Document extract:

# Looking for a kitten in North London!



## Dave the Brave (May 27, 2013)

Really struggling to find a kitten. No-where seems to have any!

I've tried the Cats Protection League and the RSPCA.

I am looking for a kitten not much older than three months to be a friend for the male kitten that I already have


----------



## Cookieandme (Dec 29, 2011)

Blimey I can't believe they have no kittens.

Try Cat Cuddles Cat Sanctuary London | Catcuddles


----------



## Paddypaws (May 4, 2010)

Try
Scratching Post Cat Rescue Cheshunt Herts


----------



## GingerJasper (Oct 29, 2012)

Google catchat.org and put in the area you are looking for. Good luck.


----------



## crispycat (Apr 2, 2013)

Dave in my experoence of helping with a rescue wjen they say no kitten what they mean is not one avail this minute although they prob have several that will be ready to leave in a few weeks theu rarely get on their websites.as there are waiting lists.for them so def worth putting ur name down several will want to do home checks before this can happen good luck im sure u will fimd one soon sorry for any typos on my movile


----------



## 1971 (Aug 16, 2008)

Dave the Brave said:


> Really struggling to find a kitten. No-where seems to have any!
> 
> I've tried the Cats Protection League and the RSPCA.

Dataset excerpts:
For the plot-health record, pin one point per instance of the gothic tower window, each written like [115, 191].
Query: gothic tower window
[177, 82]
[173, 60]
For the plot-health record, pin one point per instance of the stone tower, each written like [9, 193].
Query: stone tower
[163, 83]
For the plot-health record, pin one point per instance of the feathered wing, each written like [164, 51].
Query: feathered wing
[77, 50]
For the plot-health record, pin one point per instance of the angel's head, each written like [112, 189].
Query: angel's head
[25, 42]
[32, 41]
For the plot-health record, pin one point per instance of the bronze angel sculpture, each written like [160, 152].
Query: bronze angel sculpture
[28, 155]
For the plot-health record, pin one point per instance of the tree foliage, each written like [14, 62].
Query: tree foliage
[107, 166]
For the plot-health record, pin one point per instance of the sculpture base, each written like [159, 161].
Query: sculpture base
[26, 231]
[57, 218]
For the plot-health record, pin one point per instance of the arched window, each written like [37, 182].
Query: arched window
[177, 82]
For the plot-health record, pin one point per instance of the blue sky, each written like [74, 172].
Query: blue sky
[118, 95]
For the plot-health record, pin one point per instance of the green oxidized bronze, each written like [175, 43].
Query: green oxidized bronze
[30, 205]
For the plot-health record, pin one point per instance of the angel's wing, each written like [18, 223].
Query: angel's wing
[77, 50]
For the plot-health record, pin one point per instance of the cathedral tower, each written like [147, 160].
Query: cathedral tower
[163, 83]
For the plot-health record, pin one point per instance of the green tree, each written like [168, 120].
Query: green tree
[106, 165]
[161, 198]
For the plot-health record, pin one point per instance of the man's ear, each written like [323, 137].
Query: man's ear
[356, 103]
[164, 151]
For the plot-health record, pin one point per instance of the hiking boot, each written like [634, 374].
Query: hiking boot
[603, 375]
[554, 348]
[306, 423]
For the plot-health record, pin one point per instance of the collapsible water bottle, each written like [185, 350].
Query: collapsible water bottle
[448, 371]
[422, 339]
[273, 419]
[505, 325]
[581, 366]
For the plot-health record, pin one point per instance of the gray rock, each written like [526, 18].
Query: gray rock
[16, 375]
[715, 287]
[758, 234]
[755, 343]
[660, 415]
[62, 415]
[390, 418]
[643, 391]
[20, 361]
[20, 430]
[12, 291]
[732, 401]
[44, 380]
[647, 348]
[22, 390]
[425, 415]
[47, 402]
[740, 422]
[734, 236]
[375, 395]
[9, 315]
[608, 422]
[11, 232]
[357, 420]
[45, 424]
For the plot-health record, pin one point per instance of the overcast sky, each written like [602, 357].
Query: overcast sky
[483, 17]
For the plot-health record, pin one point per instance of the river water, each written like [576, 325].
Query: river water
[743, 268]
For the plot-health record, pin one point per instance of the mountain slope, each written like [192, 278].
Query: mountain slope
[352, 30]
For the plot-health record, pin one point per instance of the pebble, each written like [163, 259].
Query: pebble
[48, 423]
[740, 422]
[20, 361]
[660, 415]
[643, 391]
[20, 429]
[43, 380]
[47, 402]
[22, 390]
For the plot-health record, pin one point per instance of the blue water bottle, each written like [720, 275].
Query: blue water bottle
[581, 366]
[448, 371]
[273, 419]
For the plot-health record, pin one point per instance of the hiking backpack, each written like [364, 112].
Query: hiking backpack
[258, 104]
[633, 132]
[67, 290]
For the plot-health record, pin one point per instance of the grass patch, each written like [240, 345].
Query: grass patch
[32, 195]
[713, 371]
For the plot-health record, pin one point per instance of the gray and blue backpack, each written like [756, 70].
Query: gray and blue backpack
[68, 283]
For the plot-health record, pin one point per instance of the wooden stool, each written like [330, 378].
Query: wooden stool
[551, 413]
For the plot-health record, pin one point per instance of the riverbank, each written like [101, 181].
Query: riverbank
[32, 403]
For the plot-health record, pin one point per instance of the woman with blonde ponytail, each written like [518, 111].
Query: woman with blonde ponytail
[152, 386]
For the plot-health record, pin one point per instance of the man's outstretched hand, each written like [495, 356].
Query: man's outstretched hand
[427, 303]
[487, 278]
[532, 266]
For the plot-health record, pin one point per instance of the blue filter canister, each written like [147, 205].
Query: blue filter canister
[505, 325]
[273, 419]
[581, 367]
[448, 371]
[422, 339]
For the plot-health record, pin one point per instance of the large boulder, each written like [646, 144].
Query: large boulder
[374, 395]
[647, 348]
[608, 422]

Your tasks:
[A] Which two organizations does Dave the Brave say he has already tried in the forum thread about finding a kitten in North London?
[B] Carry on the forum thread about finding a kitten in North London from the point where it stops.

Outputs:
[A] The Cats Protection League and the RSPCA.

[B]
> 
> I am looking for a kitten not much older than three months to be a friend for the male kitten that I already have


What a joke, I'm trying to rehome a cat and have been told by all charities they are full of kittens! I'm north london / Herts

Would you like a gorgoeous cat he's about 5years 
http://www.petforums.co.uk/cat-resc...ehome-ginger-male-hertfordshire-pls-read.html


----------



## 1971 (Aug 16, 2008)

Have you found one yet?
Hendon CP have some:
http://www.hendon.cats.org.uk/hendon/adopt-a-cat-page


----------



## Calvine (Aug 20, 2012)

Dave the Brave said:


> Really struggling to find a kitten. No-where seems to have any!
> 
> I've tried the Cats Protection League and the RSPCA.
> 
> I am looking for a kitten not much older than three months to be a friend for the male kitten that I already have


If west London is any use, try Hounslow Animal Welfare...this time last year they had kittens being boarded at the vets as they had so many. Just a thought and not that far from you...North Circular?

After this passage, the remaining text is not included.